----- Material shown

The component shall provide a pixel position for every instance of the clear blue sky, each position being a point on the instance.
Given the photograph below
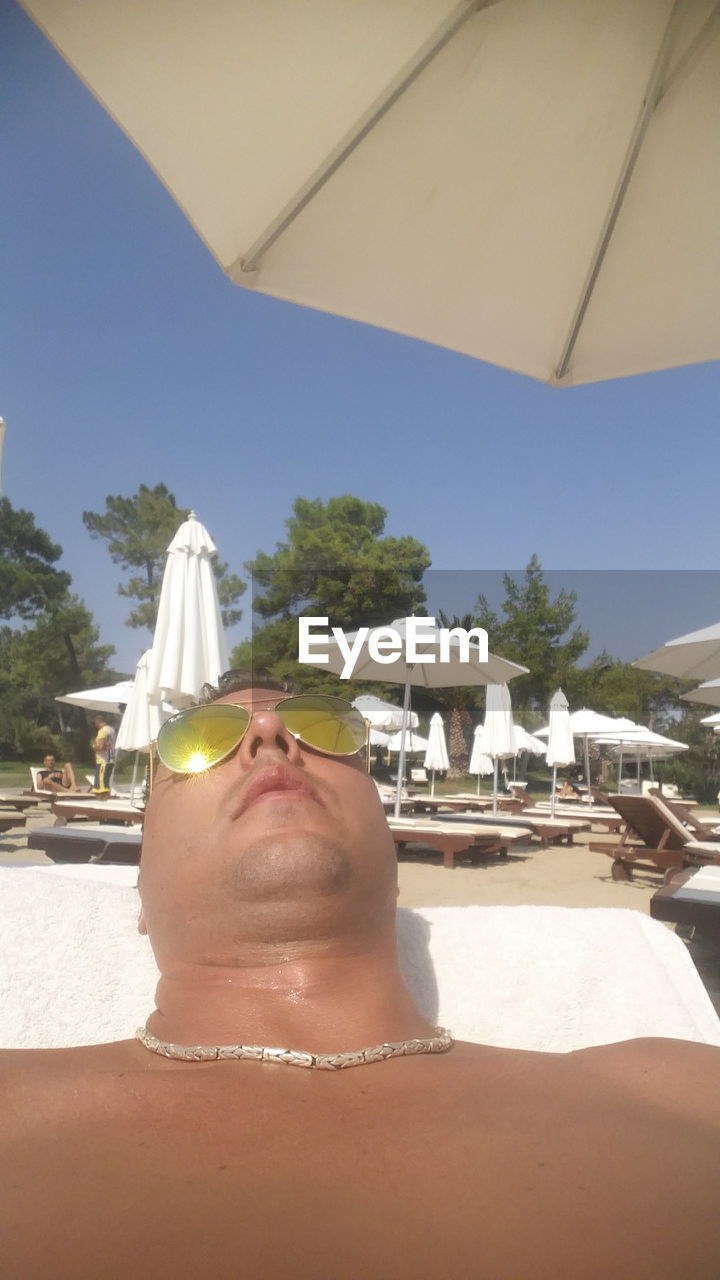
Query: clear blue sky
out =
(127, 357)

----------

→ **To do**
Render every line of the data above as a numbered list, skipping blank lines and leaving the picture out.

→ **The solution**
1. The component shall provide a pixel position for every instance of the clear blue sky, each position being a point on the instance.
2. Given the photograph below
3. Query: clear blue sky
4. out =
5. (127, 357)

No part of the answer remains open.